# START OF DATA ENTRIES

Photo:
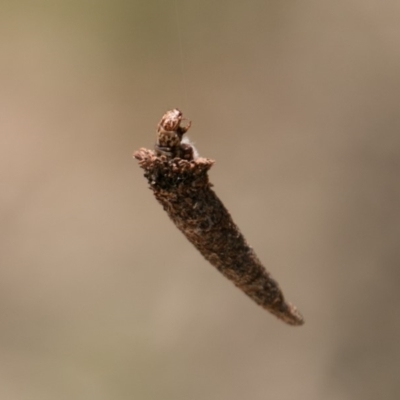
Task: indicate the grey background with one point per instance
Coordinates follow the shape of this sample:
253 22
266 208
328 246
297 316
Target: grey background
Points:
101 297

# END OF DATA ENTRIES

▸ SHORT TASK
Swap "background" for "backdrop" throughout the entries above and give them again with nothing else altered. Leave the pictures out.

▸ EXERCISE OUTPUT
Photo:
Task: indicate the grey backdrop with one point per instance
Coordinates follow the shape of this sample:
253 22
266 208
328 246
297 316
Target: grey backdrop
Points:
101 297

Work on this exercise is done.